EXERCISE AIM -
Word for word, transcribe the data below from the line with "Target: dark brown" to the line with "If you could tag each instance of the snow-covered", keeping both of those lines.
SOURCE MATERIAL Block Start
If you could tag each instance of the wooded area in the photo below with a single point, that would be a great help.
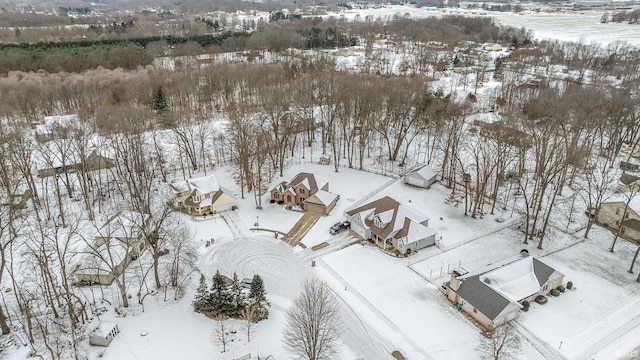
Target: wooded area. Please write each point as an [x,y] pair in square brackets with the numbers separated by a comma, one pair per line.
[555,134]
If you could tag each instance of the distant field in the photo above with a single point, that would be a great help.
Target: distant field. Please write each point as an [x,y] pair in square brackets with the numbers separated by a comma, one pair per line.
[573,27]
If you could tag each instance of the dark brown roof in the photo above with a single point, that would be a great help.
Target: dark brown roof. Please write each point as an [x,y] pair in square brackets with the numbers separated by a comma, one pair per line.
[632,224]
[628,179]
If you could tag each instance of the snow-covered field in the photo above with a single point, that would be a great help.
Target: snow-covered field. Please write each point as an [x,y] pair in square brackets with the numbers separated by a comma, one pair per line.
[390,303]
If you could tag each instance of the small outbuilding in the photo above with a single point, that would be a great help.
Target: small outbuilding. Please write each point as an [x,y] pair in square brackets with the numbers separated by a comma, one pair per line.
[104,333]
[424,177]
SOURCE MATERIAL Block End
RESULT FOR THIS EXERCISE -
Target: dark brown roof. Please write each point as an [x,y] pair in square brackets with the numbers separated by a comma, one pair per line.
[632,224]
[628,179]
If you could tag each instance of the snow-covered field in the photo above with a single point, that would be a great help.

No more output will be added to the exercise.